# Stored entries:
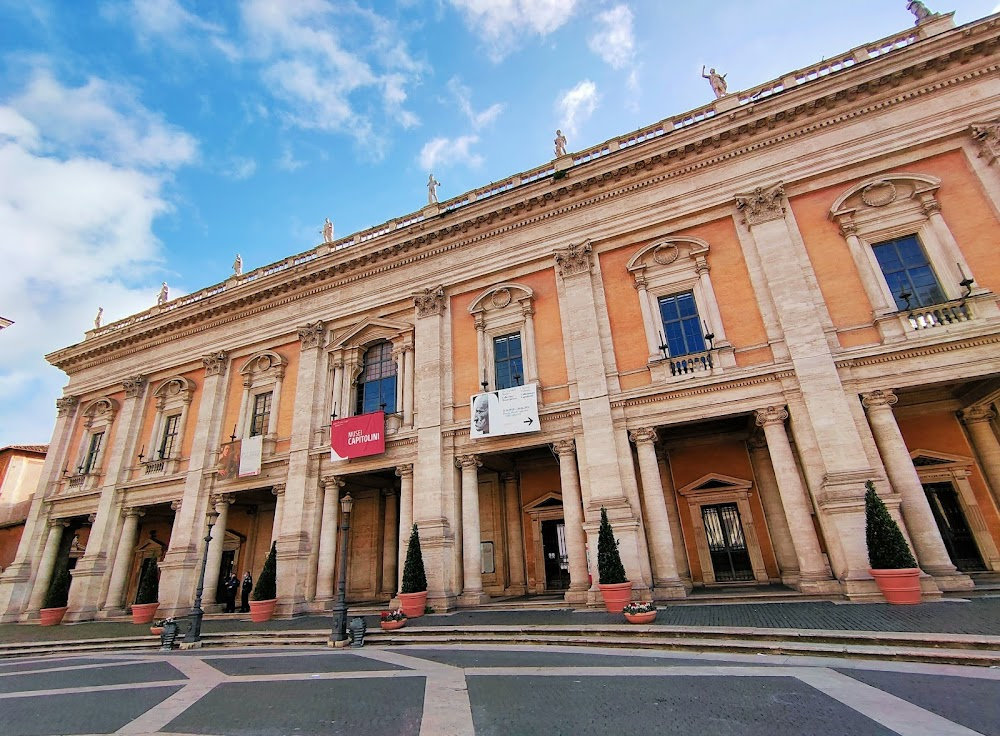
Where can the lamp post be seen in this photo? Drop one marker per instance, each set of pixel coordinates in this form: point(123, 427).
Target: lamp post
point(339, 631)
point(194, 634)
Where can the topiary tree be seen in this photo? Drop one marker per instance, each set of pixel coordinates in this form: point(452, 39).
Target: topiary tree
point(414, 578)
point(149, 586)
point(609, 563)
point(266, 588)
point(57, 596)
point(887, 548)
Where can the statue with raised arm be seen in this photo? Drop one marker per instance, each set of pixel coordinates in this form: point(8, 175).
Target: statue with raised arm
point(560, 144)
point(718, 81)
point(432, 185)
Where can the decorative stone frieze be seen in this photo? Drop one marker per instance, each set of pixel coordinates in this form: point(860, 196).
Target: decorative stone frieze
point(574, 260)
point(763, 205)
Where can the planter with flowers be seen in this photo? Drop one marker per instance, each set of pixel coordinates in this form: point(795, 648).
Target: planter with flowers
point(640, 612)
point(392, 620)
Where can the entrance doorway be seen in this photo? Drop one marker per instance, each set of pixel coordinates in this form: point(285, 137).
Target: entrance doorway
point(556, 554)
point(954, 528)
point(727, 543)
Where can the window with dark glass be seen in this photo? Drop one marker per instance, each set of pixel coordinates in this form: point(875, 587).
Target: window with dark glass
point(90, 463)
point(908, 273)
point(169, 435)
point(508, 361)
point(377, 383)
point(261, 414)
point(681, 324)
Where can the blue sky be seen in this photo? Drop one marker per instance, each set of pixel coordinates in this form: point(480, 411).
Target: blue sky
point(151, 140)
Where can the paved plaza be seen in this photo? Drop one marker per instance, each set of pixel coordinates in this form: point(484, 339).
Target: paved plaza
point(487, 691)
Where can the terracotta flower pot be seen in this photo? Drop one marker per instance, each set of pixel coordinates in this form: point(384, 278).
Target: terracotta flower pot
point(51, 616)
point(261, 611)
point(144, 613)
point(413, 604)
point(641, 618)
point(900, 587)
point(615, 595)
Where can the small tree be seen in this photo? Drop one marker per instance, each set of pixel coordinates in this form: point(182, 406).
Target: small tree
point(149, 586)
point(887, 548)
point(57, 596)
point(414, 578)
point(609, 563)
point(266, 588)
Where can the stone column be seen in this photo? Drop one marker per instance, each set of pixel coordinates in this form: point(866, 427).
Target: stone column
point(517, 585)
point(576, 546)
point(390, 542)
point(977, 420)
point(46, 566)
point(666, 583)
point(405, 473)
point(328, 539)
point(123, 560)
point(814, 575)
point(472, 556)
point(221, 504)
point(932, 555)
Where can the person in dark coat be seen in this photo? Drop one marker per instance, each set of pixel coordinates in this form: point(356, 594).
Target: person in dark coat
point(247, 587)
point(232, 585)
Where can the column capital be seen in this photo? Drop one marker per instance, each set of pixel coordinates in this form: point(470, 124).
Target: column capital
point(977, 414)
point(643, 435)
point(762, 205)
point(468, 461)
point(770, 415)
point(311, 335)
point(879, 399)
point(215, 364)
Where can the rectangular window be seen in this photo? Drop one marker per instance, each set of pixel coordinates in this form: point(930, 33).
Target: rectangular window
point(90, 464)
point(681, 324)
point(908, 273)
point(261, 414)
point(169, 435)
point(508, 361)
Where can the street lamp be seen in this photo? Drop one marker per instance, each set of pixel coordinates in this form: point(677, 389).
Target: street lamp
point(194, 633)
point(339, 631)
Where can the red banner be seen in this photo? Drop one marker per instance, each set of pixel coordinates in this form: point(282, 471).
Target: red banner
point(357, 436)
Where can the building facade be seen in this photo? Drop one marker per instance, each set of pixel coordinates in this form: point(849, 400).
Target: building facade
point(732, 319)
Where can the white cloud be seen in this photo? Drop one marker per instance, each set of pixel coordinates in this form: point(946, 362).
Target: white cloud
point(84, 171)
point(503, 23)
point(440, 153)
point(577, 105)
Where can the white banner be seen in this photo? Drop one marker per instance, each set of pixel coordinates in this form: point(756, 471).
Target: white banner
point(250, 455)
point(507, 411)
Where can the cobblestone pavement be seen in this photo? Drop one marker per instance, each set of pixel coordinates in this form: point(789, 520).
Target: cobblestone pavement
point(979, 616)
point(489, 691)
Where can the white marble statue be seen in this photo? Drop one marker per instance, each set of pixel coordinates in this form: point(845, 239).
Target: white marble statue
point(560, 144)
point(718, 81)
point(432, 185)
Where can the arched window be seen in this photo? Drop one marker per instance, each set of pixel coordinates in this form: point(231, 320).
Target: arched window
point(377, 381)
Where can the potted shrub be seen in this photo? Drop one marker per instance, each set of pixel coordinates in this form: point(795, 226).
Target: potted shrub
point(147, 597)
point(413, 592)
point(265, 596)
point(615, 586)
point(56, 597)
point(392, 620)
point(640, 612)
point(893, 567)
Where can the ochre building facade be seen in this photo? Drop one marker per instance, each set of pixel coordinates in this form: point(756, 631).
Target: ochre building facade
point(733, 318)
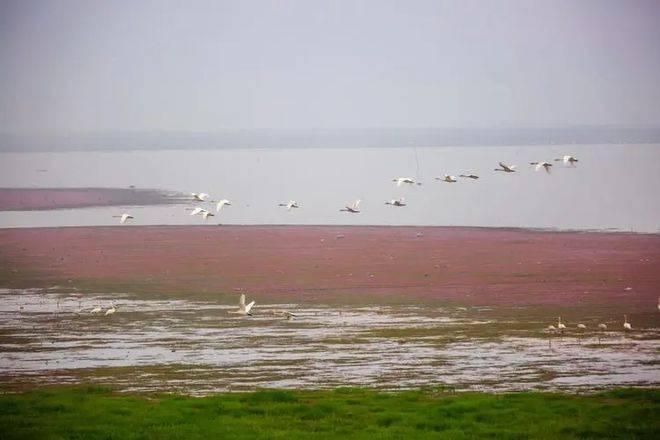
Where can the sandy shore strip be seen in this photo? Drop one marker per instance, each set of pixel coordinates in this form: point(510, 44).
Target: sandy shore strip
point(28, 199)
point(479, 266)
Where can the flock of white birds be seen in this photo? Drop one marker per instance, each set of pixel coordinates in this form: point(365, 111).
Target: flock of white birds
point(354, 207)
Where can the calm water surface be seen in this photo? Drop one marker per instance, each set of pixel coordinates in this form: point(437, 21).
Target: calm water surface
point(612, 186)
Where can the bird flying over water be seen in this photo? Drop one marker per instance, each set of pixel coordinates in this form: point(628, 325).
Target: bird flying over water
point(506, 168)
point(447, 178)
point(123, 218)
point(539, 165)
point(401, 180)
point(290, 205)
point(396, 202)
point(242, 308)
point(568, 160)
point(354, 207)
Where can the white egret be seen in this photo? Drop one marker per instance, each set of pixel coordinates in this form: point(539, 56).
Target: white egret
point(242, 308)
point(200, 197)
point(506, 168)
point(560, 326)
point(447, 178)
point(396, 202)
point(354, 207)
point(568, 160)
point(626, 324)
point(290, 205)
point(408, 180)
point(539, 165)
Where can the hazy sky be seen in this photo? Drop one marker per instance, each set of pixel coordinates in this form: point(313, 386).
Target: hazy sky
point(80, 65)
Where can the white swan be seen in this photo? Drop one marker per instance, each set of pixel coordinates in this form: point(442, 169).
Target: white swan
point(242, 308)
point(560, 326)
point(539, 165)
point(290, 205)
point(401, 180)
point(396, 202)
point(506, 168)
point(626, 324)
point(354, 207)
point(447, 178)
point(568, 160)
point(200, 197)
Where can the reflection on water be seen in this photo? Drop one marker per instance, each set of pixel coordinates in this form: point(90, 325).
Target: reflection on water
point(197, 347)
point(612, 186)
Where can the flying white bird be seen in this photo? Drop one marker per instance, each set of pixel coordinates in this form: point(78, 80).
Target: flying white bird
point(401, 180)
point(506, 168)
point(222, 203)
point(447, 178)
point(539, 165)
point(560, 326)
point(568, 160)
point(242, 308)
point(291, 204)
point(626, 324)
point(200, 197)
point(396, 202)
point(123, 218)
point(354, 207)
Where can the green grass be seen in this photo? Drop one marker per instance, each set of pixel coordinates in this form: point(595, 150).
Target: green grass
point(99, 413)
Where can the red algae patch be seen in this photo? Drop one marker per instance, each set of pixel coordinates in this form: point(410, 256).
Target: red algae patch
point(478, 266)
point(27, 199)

# Given request:
Recast every line of the material above as a Markdown table with two columns, Row for the row number and Line for the text, and skip any blank lines. Leave the pictures out of the answer.

# Correct result:
| Row | Line |
|---|---|
| 1 | Where can the lamp post be seen in this photo? Drop one marker per instance, each set of pixel coordinates in this form: point(123, 427). |
| 2 | Target: lamp post |
| 3 | point(339, 631) |
| 4 | point(194, 634) |
| 5 | Where can the topiary tree be seen in this photo? Drop one marker per instance, each set of pixel coordinates in this form: point(452, 39). |
| 6 | Target: topiary tree |
| 7 | point(414, 578) |
| 8 | point(149, 586) |
| 9 | point(609, 563) |
| 10 | point(266, 588) |
| 11 | point(57, 596) |
| 12 | point(887, 548) |
| 13 | Where can the statue with raised arm be seen in this photo? Drop one marker per instance, each set of pixel coordinates in this form: point(8, 175). |
| 14 | Target: statue with raised arm |
| 15 | point(560, 144) |
| 16 | point(718, 81) |
| 17 | point(432, 185) |
| 18 | Where can the decorative stone frieze be seen in this photo? Drop one marker per instance, each set of pixel coordinates in this form: point(860, 196). |
| 19 | Target: decorative stone frieze |
| 20 | point(574, 260) |
| 21 | point(763, 205) |
| 22 | Where can the planter with flowers be seen in this photo? Drop one marker per instance, each set of pixel coordinates in this form: point(795, 648). |
| 23 | Target: planter with flowers |
| 24 | point(640, 612) |
| 25 | point(392, 620) |
| 26 | Where can the entrance doorway be seen in this photo? Drop one marker per instance, each set of pixel coordinates in this form: point(285, 137). |
| 27 | Target: entrance doorway |
| 28 | point(556, 554) |
| 29 | point(954, 528) |
| 30 | point(727, 543) |
| 31 | Where can the window with dark glass be seen in this photo? Drop one marker per instance, each set of pixel coordinates in this form: point(875, 587). |
| 32 | Target: window with dark glass |
| 33 | point(90, 463) |
| 34 | point(908, 273) |
| 35 | point(169, 435) |
| 36 | point(508, 361) |
| 37 | point(377, 383) |
| 38 | point(261, 414) |
| 39 | point(681, 324) |
| 40 | Where can the blue sky be seen in this photo? Drop one marker per instance, each set of pixel coordinates in this form: point(480, 411). |
| 41 | Target: blue sky |
| 42 | point(151, 140) |
| 43 | Where can the paved plaza be seen in this photo? Drop one marker per instance, each set of pixel coordinates in this form: point(484, 339). |
| 44 | Target: paved plaza |
| 45 | point(487, 691) |
| 46 | Where can the terracotta flower pot be seen in this photo? Drop one marker per instance, each set of pixel coordinates in this form: point(384, 278). |
| 47 | Target: terracotta flower pot |
| 48 | point(51, 616) |
| 49 | point(261, 611) |
| 50 | point(144, 613) |
| 51 | point(413, 604) |
| 52 | point(641, 618) |
| 53 | point(900, 587) |
| 54 | point(615, 595) |
| 55 | Where can the small tree be seen in this photo? Drop one marker per instance, each set of pixel coordinates in this form: point(182, 406). |
| 56 | Target: small tree |
| 57 | point(149, 586) |
| 58 | point(887, 548) |
| 59 | point(57, 596) |
| 60 | point(414, 578) |
| 61 | point(609, 563) |
| 62 | point(266, 588) |
| 63 | Where can the stone column be seen in this photo? Drop one marker per instance, each set of pixel coordinates in this form: point(866, 427). |
| 64 | Target: stone column |
| 65 | point(517, 585) |
| 66 | point(576, 546) |
| 67 | point(390, 542) |
| 68 | point(977, 420) |
| 69 | point(46, 566) |
| 70 | point(666, 583) |
| 71 | point(405, 473) |
| 72 | point(328, 539) |
| 73 | point(123, 560) |
| 74 | point(814, 575) |
| 75 | point(472, 556) |
| 76 | point(221, 504) |
| 77 | point(932, 555) |
| 78 | Where can the person in dark coat be seen in this photo? Drop one marker per instance, each set of pixel coordinates in this form: point(356, 594). |
| 79 | Target: person in dark coat |
| 80 | point(247, 587) |
| 81 | point(232, 585) |
| 82 | Where can the column capital be seen in this photo? Drop one marker per instance, each set of pixel coordinates in this form: point(470, 124). |
| 83 | Target: column capital |
| 84 | point(977, 414) |
| 85 | point(643, 435) |
| 86 | point(762, 205) |
| 87 | point(468, 461) |
| 88 | point(770, 415) |
| 89 | point(311, 335) |
| 90 | point(879, 399) |
| 91 | point(215, 364) |
| 92 | Where can the rectangular window be seen in this photo? Drop one marker per instance, each set of pixel coordinates in this form: point(930, 33). |
| 93 | Target: rectangular window |
| 94 | point(90, 464) |
| 95 | point(681, 324) |
| 96 | point(908, 273) |
| 97 | point(261, 414) |
| 98 | point(169, 435) |
| 99 | point(508, 361) |
| 100 | Where can the street lamp be seen in this photo? Drop one marker per instance, each set of pixel coordinates in this form: point(677, 389). |
| 101 | Target: street lamp |
| 102 | point(194, 633) |
| 103 | point(339, 631) |
| 104 | Where can the red banner be seen in this photo? Drop one marker per instance, each set of pixel coordinates in this form: point(282, 471). |
| 105 | Target: red banner |
| 106 | point(357, 436) |
| 107 | Where can the building facade be seen in this photo? Drop one marker per instance, each set of pixel coordinates in this form: point(849, 400). |
| 108 | Target: building facade |
| 109 | point(732, 319) |
| 110 | Where can the white cloud be seen in this photo? Drop one marker per instance, each set of pixel coordinates in this form: point(946, 362). |
| 111 | Target: white cloud |
| 112 | point(84, 171) |
| 113 | point(503, 23) |
| 114 | point(440, 153) |
| 115 | point(577, 105) |
| 116 | Where can the white banner be seen in this photo? Drop one marker per instance, each set of pixel coordinates in this form: point(756, 471). |
| 117 | Target: white banner |
| 118 | point(250, 455) |
| 119 | point(507, 411) |
| 120 | Where can the cobblestone pavement be seen in this photo? Drop one marker per instance, each set of pixel coordinates in this form: point(789, 520). |
| 121 | Target: cobblestone pavement |
| 122 | point(979, 616) |
| 123 | point(489, 691) |
| 124 | Where can the white marble statue be seen in this photo? Drop one marker per instance, each set of pixel coordinates in this form: point(845, 239). |
| 125 | Target: white marble statue |
| 126 | point(560, 144) |
| 127 | point(718, 81) |
| 128 | point(432, 185) |
| 129 | Where can the arched window be seen in this photo? Drop one marker per instance, each set of pixel coordinates in this form: point(231, 320). |
| 130 | Target: arched window |
| 131 | point(377, 381) |
| 132 | Where can the potted shrub be seen in this photo? Drop one marker per instance, each set of pixel coordinates in this form: point(795, 226). |
| 133 | Target: potted shrub |
| 134 | point(147, 597) |
| 135 | point(413, 592) |
| 136 | point(265, 596) |
| 137 | point(615, 586) |
| 138 | point(56, 597) |
| 139 | point(392, 620) |
| 140 | point(640, 612) |
| 141 | point(893, 567) |
| 142 | Where can the ochre building facade be seen in this photo? Drop one marker per instance, each set of pixel coordinates in this form: point(756, 631). |
| 143 | Target: ochre building facade |
| 144 | point(733, 318) |
| 145 | Where can the sandy shore strip be seen in this photo? Drop one marker per instance, each set of pixel coordinates in this form: point(510, 44). |
| 146 | Target: sandy shore strip |
| 147 | point(28, 199) |
| 148 | point(479, 266) |
| 149 | Where can the flock of white birds be seen in this photo? Drop one marker per instance, each set of pixel coordinates in this form: point(365, 111). |
| 150 | Target: flock of white birds |
| 151 | point(354, 207) |
| 152 | Where can the calm water surface be seen in this photo? Drop one marker per instance, each set of pixel coordinates in this form: point(437, 21). |
| 153 | Target: calm water surface |
| 154 | point(612, 186) |
| 155 | Where can the bird flying over water be seen in this photo? Drop one marker per instance, each set of pixel coordinates in this form: point(628, 325). |
| 156 | Target: bird flying over water |
| 157 | point(506, 168) |
| 158 | point(447, 178) |
| 159 | point(123, 218) |
| 160 | point(539, 165) |
| 161 | point(401, 180) |
| 162 | point(290, 205) |
| 163 | point(396, 202) |
| 164 | point(242, 308) |
| 165 | point(568, 160) |
| 166 | point(354, 207) |
| 167 | Where can the white egret be seen in this photo? Drop one marker per instance, each set of pixel coordinates in this form: point(539, 56). |
| 168 | Target: white egret |
| 169 | point(242, 308) |
| 170 | point(200, 197) |
| 171 | point(506, 168) |
| 172 | point(560, 326) |
| 173 | point(447, 178) |
| 174 | point(396, 202) |
| 175 | point(354, 207) |
| 176 | point(568, 160) |
| 177 | point(626, 324) |
| 178 | point(290, 205) |
| 179 | point(408, 180) |
| 180 | point(539, 165) |
| 181 | Where can the hazy sky be seen in this photo? Drop one marker per instance, each set of pixel coordinates in this form: point(313, 386). |
| 182 | Target: hazy sky |
| 183 | point(80, 65) |
| 184 | Where can the white swan be seen in this photo? Drop one marker per instance, each set of pixel coordinates in this form: point(442, 169). |
| 185 | Target: white swan |
| 186 | point(242, 308) |
| 187 | point(560, 326) |
| 188 | point(539, 165) |
| 189 | point(290, 205) |
| 190 | point(401, 180) |
| 191 | point(396, 202) |
| 192 | point(506, 168) |
| 193 | point(626, 324) |
| 194 | point(354, 207) |
| 195 | point(447, 178) |
| 196 | point(568, 160) |
| 197 | point(200, 197) |
| 198 | Where can the reflection on water be seen in this photo? Drop one marker per instance, each set of pixel coordinates in this form: point(90, 325). |
| 199 | Target: reflection on water |
| 200 | point(197, 347) |
| 201 | point(612, 186) |
| 202 | Where can the flying white bird be seen in this photo? Drop one marker per instance, each set of pixel coordinates in this form: point(78, 80). |
| 203 | Target: flying white bird |
| 204 | point(401, 180) |
| 205 | point(506, 168) |
| 206 | point(222, 203) |
| 207 | point(447, 178) |
| 208 | point(539, 165) |
| 209 | point(560, 326) |
| 210 | point(568, 160) |
| 211 | point(242, 308) |
| 212 | point(291, 204) |
| 213 | point(626, 324) |
| 214 | point(200, 197) |
| 215 | point(396, 202) |
| 216 | point(123, 218) |
| 217 | point(354, 207) |
| 218 | Where can the green grass be seen in this photo? Drop one marker per instance, each set of pixel coordinates in this form: point(595, 150). |
| 219 | Target: green grass |
| 220 | point(99, 413) |
| 221 | Where can the red algae patch be seen in this photo? Drop one marker per instance, each set of pixel coordinates in this form: point(410, 256). |
| 222 | Target: red algae patch |
| 223 | point(478, 266) |
| 224 | point(27, 199) |